ESTRATTO SCELTO.

Dal tribunale primo sì alla stepchild incrociata
ROMA Il tribunale per i minori di Roma ha riconosciuto un’altra adozione in casi particolari. Anzi: altre due adozioni. Perché Melita Cavallo, la presidente, prima di andare in pensione alla fine di dicembre dello scorso anno, ha emesso cinque sentenze su «ricorsi congiunti o incrociati » di cui si saprà nei prossimi mesi, e di cui quello pubblicato ieri è il primo. Ha cioè riconosciuto, «l’adozione a due donne che vivono insieme e che, in un progetto comune e condiviso, hanno ognuna messo al mondo una bambina con la fecondazione assistita realizzata in Danimarca: l’una adotta la figlia dell’altra» spiega la ex presidente. «Ho soltanto applicato la legge. Le due bimbe vivono come sorelle, sono bene integrate a scuola, dove le due donne sono apprezzate: per accogliere il ricorso, infatti, valutiamo situazione scolastica, capacità sociali, responsabilità educative delle due mamme, e la rete in cui i minori crescono».
E così da ieri le due bambine, di 4 e 8 anni, avranno il doppio cognome, anche se, trattandosi di un’adozione in casi particolari e non di un’adozione piena, non saranno considerate sorelle e non avranno legami di parentela con i nonni o con gli zii. Un riconoscimento importante e anche dal forte valore simbolico, spiega Francesca Quarato, l’avvocata che ha seguito il doppio ricorso, perché valorizza «l’intreccio dei rapporti genitoriali e dei legami familiari biologici e sociali con un riconoscimento giuridico».
Subito sono esplose le polemiche con il capogruppo della Lega Nord a Montecitorio, Massimiliano Fedriga, che ha scritto alla presidente della Camera Laura Boldrini sostenendo che «non può essere un tribunale a decidere, è la politica che deve garantire il diritto di crescere all’interno di una famiglia naturale».

COMPITI DA SVOLGERE.
1 – Rispondi a queste domande sull'articolo sull'adozione incrociata:
(a) In quale paese le due donne hanno fatto ricorso alla fecondazione assistita?
(b) Quanti anni hanno le due bambine?
(c) A chi ha scritto Massimiliano Fedriga?
2 – Prosegui l'articolo sull'adozione incrociata a partire dall'ultima frase riportata.

(Voci salvate)

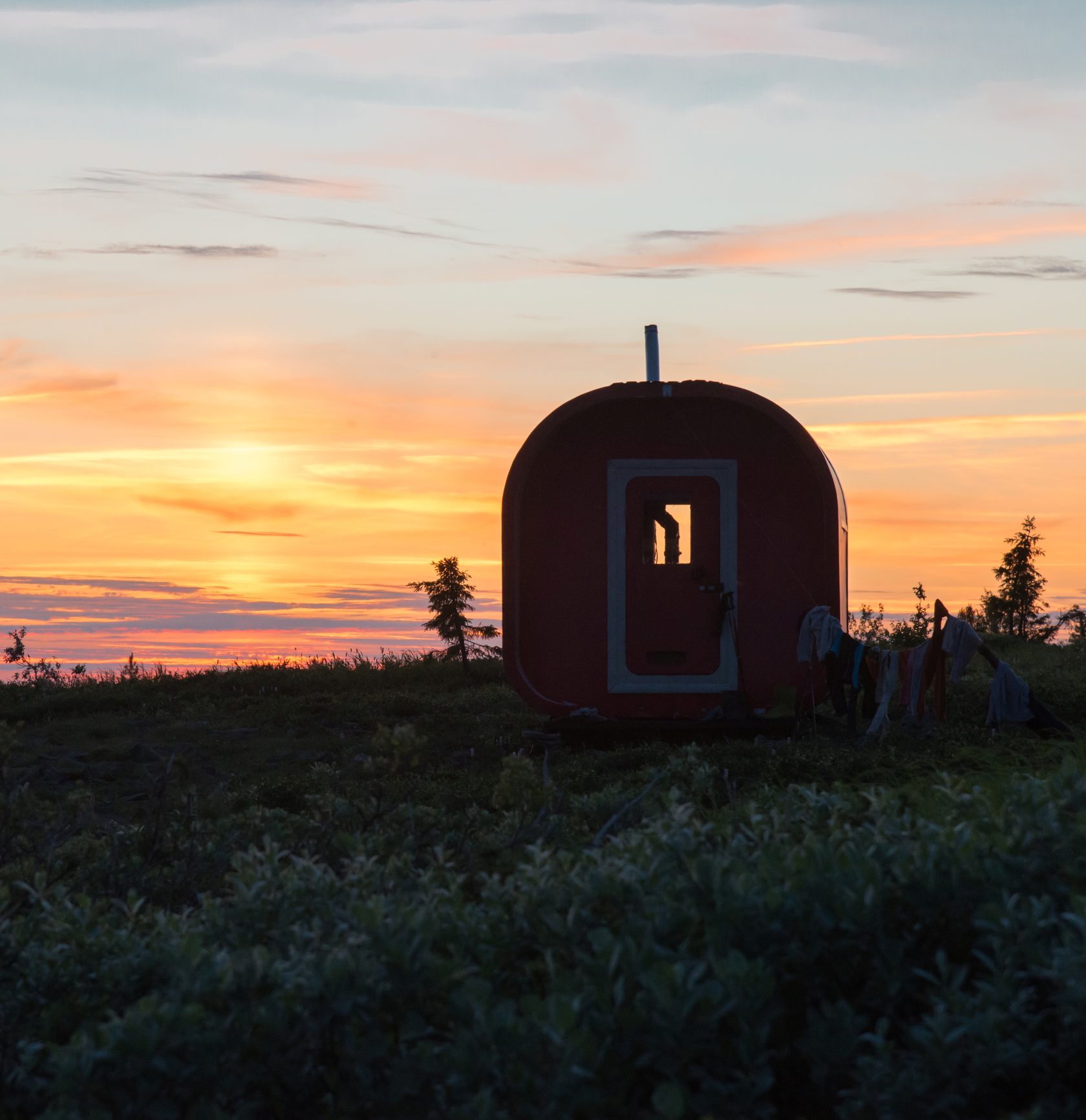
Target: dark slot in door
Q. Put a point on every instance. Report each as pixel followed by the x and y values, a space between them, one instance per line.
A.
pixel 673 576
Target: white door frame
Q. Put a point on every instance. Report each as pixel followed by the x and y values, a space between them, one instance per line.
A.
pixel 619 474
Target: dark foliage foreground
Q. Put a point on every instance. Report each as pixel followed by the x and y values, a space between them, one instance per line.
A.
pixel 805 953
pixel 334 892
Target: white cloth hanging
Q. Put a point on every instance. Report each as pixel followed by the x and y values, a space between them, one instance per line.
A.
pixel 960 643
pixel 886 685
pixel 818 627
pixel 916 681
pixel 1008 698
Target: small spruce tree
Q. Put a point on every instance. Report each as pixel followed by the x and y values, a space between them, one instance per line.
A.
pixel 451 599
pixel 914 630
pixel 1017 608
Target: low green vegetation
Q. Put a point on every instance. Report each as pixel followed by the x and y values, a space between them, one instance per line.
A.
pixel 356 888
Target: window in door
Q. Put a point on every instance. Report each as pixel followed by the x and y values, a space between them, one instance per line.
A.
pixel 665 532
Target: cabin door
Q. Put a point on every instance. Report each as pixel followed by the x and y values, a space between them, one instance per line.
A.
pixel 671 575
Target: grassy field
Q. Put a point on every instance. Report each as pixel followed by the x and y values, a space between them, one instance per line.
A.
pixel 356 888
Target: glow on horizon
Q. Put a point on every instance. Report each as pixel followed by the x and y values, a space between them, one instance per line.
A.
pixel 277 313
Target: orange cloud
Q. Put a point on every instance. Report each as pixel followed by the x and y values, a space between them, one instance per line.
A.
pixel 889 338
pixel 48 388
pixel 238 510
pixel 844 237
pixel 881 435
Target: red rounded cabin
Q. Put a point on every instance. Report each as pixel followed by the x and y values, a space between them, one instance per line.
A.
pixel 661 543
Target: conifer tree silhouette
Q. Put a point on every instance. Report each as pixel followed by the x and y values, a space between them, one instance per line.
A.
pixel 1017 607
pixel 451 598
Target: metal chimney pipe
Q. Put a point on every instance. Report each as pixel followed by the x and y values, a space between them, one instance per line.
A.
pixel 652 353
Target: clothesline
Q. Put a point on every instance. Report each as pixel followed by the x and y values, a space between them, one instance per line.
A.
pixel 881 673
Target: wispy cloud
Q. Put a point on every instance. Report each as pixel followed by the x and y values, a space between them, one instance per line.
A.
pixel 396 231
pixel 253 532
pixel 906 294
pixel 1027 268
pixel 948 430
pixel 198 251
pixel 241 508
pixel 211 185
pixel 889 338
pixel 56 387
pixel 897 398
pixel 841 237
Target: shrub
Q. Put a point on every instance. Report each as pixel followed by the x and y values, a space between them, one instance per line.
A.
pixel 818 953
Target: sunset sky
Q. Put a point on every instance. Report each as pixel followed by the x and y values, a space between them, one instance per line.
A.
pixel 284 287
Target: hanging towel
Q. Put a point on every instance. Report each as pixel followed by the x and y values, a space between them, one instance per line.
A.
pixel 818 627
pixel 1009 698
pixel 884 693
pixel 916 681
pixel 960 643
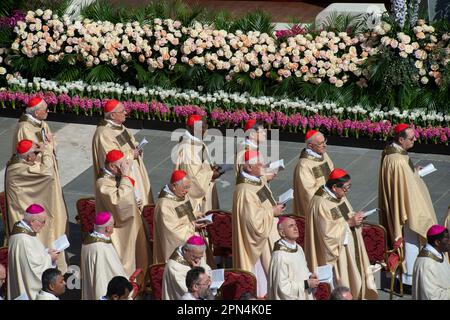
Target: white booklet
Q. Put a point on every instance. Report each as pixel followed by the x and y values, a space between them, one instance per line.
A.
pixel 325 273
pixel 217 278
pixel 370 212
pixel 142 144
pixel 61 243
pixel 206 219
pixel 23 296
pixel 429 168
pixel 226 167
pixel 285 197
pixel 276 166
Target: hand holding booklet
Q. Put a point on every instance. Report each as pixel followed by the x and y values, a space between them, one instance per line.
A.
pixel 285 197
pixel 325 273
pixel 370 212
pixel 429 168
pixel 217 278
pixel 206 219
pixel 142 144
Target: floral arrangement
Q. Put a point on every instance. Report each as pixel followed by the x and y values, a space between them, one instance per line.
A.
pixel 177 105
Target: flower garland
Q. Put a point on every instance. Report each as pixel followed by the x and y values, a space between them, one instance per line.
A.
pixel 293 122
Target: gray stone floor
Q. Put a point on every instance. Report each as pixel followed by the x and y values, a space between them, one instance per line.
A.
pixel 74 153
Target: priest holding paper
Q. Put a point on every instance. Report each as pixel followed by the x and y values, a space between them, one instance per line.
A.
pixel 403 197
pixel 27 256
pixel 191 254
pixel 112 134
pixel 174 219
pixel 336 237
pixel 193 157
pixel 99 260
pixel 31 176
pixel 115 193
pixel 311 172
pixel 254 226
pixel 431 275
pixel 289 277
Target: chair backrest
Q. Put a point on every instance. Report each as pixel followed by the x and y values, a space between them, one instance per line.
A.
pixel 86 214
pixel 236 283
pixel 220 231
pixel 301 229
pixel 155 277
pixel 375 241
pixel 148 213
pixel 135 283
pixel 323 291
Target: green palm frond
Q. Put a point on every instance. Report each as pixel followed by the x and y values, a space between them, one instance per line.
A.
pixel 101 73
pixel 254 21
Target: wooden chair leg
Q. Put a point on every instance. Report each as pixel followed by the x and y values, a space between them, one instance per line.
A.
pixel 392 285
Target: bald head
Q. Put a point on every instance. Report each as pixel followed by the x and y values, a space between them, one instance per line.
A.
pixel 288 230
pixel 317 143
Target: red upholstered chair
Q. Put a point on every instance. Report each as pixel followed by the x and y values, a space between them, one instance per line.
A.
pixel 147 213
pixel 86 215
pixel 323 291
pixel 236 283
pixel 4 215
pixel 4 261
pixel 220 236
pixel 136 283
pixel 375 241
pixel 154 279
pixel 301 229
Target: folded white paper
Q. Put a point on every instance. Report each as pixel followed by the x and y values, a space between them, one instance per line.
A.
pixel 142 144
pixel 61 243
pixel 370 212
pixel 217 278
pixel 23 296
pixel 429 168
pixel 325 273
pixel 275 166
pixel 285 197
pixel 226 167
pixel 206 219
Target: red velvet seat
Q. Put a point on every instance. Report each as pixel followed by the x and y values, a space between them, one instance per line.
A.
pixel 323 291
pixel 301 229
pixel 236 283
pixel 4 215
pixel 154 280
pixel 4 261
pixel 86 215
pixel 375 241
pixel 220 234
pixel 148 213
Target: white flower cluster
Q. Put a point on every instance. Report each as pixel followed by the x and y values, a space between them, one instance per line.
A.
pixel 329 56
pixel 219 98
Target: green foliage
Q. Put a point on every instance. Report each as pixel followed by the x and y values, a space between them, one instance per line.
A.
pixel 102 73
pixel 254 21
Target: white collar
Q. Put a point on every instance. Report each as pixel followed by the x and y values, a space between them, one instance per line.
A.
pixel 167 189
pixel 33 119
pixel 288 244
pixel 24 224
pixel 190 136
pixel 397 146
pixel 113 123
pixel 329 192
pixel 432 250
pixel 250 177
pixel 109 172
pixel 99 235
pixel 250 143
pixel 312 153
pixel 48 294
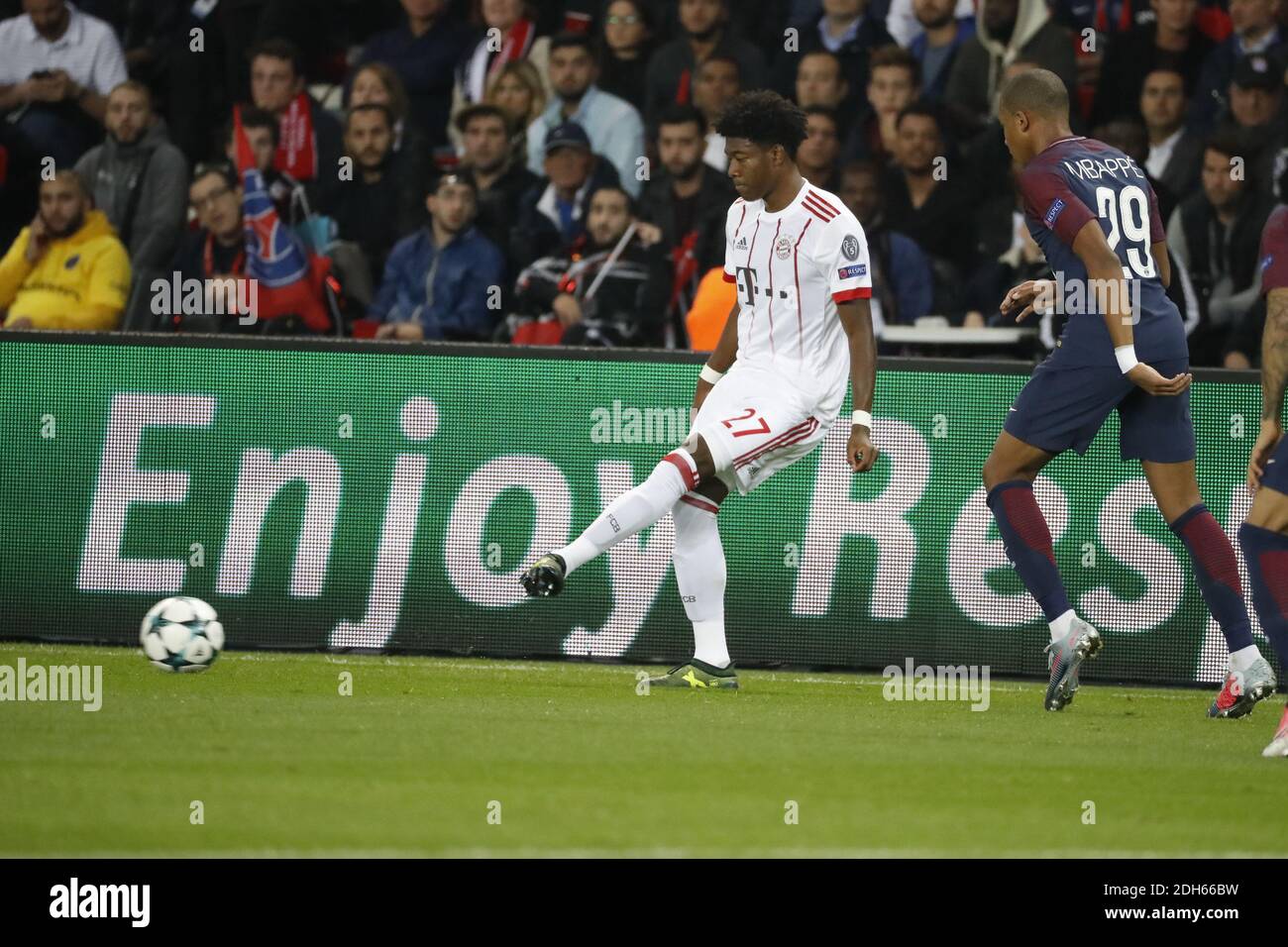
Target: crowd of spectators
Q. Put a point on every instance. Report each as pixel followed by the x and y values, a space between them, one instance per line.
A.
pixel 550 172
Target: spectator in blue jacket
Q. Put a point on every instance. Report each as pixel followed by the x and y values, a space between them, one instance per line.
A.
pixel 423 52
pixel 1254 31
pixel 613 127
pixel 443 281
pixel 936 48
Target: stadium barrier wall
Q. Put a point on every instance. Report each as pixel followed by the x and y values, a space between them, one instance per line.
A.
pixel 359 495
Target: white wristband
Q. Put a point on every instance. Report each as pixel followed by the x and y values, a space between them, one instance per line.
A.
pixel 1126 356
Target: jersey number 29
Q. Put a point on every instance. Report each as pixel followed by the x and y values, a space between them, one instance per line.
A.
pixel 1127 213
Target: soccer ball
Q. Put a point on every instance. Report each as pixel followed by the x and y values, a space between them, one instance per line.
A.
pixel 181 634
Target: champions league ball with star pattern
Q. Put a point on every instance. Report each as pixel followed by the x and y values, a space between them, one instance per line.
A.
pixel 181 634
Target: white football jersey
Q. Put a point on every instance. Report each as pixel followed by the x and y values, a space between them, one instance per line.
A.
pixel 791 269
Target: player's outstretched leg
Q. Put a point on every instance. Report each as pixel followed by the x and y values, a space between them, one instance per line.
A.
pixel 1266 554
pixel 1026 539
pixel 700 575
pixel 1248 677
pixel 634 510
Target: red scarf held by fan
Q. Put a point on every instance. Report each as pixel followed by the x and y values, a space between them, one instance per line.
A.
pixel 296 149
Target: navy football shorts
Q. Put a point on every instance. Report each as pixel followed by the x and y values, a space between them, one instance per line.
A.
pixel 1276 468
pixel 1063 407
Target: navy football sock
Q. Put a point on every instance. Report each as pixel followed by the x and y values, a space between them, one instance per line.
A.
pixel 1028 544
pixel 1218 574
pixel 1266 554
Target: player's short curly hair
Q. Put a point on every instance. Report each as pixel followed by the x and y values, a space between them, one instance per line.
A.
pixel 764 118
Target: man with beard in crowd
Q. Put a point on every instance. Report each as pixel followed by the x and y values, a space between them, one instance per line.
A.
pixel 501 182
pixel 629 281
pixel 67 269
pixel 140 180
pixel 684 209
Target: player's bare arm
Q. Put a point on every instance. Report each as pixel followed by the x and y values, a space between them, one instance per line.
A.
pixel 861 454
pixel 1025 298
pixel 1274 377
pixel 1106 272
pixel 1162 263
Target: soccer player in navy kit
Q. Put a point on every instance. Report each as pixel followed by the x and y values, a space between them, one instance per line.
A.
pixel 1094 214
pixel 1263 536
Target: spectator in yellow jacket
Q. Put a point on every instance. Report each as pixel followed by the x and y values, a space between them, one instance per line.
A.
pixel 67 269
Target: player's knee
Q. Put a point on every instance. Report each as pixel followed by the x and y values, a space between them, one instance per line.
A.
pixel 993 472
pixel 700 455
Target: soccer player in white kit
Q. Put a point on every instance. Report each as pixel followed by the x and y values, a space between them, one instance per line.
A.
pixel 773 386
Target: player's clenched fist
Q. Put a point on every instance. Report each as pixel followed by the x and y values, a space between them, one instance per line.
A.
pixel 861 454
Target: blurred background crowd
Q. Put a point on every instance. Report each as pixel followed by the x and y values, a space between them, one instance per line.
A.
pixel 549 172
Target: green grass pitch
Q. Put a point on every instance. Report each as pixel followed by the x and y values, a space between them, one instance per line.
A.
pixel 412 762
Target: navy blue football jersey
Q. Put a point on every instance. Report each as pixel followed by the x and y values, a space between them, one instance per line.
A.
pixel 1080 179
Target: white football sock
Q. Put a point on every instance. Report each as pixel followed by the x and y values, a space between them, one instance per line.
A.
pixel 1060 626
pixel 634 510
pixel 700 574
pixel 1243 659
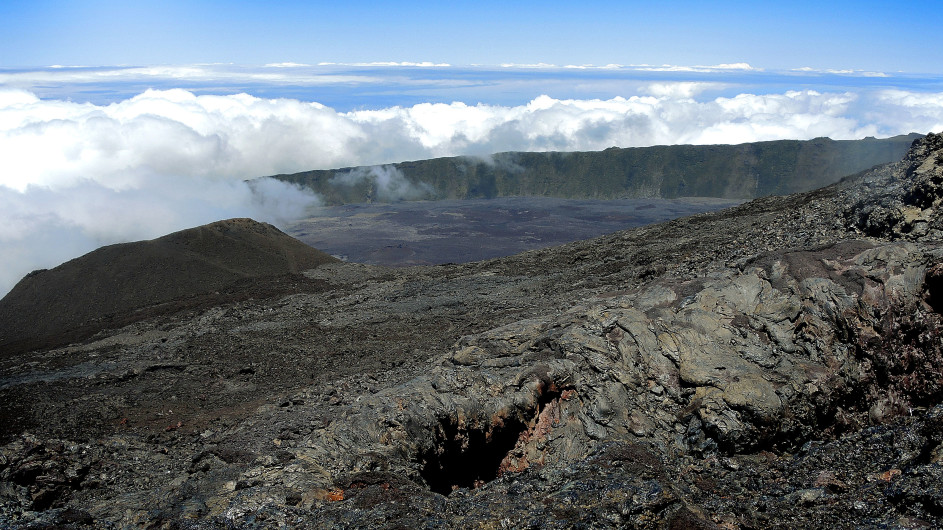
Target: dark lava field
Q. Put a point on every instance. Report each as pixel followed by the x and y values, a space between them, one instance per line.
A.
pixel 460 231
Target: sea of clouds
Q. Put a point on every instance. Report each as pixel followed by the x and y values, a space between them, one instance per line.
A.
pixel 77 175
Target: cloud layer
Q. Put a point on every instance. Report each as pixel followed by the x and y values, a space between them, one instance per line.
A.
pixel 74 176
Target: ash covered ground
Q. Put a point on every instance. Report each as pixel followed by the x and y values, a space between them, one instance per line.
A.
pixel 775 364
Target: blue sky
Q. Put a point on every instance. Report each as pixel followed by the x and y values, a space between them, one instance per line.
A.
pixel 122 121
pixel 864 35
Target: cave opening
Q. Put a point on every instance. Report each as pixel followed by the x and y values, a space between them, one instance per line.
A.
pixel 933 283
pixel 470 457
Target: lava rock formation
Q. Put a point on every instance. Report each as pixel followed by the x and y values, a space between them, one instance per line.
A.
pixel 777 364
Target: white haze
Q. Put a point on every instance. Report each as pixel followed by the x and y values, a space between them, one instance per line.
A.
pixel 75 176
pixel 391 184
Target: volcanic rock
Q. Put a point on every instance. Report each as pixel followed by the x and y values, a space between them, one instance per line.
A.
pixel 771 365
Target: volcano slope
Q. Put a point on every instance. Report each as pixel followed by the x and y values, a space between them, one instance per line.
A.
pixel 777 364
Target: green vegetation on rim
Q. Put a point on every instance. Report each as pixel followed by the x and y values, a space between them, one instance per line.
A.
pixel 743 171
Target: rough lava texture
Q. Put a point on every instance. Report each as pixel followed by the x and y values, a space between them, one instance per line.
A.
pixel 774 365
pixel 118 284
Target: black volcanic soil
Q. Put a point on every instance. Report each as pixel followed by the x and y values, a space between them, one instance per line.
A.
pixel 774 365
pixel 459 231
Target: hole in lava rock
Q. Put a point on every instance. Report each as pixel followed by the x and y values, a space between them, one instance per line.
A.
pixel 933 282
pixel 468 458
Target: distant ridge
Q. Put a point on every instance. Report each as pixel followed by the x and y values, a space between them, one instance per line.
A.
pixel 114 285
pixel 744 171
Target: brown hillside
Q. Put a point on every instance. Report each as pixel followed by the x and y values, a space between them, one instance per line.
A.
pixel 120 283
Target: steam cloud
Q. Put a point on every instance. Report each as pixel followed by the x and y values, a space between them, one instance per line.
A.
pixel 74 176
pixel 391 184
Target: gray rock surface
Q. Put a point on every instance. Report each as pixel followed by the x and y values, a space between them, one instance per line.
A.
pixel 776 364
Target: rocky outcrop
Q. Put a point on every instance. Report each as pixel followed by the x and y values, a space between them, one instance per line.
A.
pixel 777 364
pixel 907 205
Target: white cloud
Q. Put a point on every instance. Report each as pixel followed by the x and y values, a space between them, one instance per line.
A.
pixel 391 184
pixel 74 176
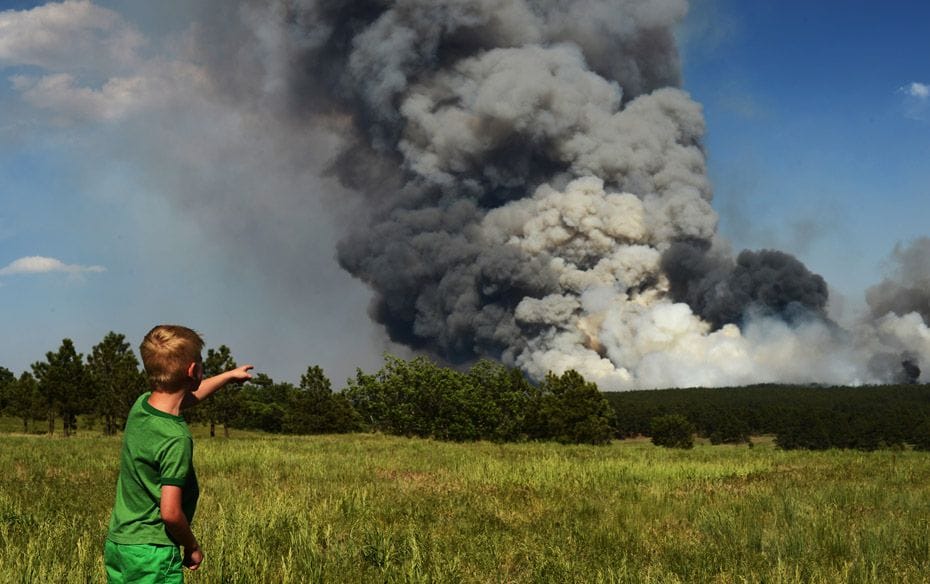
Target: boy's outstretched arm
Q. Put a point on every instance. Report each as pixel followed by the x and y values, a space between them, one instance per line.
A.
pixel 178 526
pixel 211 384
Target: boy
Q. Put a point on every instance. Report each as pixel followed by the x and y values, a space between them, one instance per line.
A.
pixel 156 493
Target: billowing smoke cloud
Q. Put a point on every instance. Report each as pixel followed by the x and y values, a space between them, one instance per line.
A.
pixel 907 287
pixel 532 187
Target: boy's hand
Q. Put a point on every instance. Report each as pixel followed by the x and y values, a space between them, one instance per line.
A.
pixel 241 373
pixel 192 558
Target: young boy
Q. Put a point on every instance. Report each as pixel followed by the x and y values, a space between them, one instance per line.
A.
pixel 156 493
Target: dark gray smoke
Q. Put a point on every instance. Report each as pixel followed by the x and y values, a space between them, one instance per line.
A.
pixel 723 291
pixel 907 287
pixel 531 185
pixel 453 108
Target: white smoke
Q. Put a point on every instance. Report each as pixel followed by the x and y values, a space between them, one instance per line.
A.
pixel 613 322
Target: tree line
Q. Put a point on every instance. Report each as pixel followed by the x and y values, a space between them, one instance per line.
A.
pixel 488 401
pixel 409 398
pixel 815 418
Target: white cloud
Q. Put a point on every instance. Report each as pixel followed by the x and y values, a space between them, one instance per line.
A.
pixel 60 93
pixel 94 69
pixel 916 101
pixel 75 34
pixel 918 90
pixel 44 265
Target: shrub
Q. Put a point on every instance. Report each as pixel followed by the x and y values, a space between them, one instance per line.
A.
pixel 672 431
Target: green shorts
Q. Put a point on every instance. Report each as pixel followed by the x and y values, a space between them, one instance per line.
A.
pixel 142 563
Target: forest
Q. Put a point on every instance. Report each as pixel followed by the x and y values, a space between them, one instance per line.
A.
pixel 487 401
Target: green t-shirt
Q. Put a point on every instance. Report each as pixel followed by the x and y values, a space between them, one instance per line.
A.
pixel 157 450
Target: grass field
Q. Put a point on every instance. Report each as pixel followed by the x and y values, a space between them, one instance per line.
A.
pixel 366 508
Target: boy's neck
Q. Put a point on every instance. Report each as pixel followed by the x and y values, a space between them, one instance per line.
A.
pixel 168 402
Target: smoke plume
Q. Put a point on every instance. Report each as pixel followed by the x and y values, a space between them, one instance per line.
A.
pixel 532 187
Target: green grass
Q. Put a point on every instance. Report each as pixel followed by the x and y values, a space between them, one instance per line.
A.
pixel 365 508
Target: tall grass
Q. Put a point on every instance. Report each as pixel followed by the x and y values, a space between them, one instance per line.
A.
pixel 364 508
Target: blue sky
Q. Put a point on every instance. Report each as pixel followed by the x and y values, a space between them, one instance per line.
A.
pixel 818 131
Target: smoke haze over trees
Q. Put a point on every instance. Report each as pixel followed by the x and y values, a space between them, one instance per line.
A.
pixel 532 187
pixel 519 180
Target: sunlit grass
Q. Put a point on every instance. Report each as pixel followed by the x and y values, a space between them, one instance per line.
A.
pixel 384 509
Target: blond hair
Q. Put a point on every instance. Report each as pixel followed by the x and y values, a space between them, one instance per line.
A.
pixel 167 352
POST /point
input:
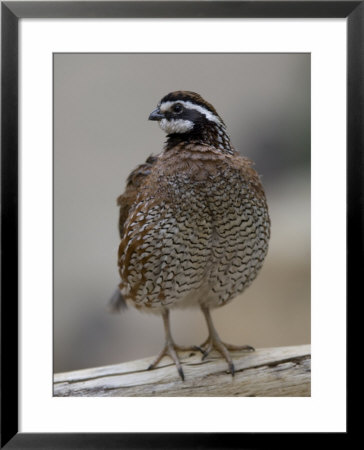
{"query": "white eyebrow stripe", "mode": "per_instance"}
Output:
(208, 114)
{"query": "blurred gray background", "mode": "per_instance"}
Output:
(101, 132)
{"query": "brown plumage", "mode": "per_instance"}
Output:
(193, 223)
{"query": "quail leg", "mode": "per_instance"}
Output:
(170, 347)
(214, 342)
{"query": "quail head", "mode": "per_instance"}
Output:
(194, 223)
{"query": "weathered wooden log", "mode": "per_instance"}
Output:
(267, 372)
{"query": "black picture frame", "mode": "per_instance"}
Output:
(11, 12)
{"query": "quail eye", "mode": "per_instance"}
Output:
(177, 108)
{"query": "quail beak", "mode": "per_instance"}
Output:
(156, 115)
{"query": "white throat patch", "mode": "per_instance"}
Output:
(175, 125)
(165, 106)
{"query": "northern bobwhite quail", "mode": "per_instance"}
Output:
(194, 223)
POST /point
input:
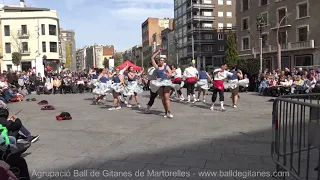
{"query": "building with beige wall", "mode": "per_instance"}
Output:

RISPOSTE PER VOCE.
1 –
(a) In Danimarca.
(b) Hanno 4 e 8 anni.
(c) Alla presidente della Camera Laura Boldrini.

2 –
«Sapevamo bene che la legge sulle unioni civili non è che un cavallo di Troia per consentire ai tribunali di decidere su questioni delicatissime al posto della politica », ha detto invece Giorgia Meloni, leader dei Fratelli d’Italia.
Intanto arriva la notizia che il sostituto procuratore generale, ha fatto ricorso in Cassazione per la prima sentenza del tribunale per i minori di Roma, quella del luglio 2014 confermata a dicembre 2015 in appello, che riconosceva l’adozione alla compagna della madre biologica: «Meglio così» chiosa Melita Cavallo. «La Cassazione risolverà tutto. Perché la sentenza avrà un valore di orientamento per i tribunali: darà la giusta visione delle cose». Anche perché, spiega Sara Menichetti, che insieme alla socia Titti Carrano ha seguito il secondo caso italiano di adozione riconosciuta alla mamma non biologica, ora in Appello, «abbiamo una legge del 1983 che ha previsto all’articolo 44 lettera d) questa possibilità: la presidente Cavallo è prima di tutto una giudice con l’obbligo giuridico di applicare la legge. Non è perciò né una rivoluzionaria né una sovversiva, come è stata definita dal tribunale di Torino, ma un ottimo magistrato che ha applicato la legge per garantire e tutelare dei minori che altrimenti, in Italia, non sarebbero stati né garantiti né tutelati. E, dalle convenzioni internazionali alle nostre leggi, l’unica ratio che dovrebbe guidare un magistrato — ma soprattutto il legislatore — è “l’interesse superiore del minore”».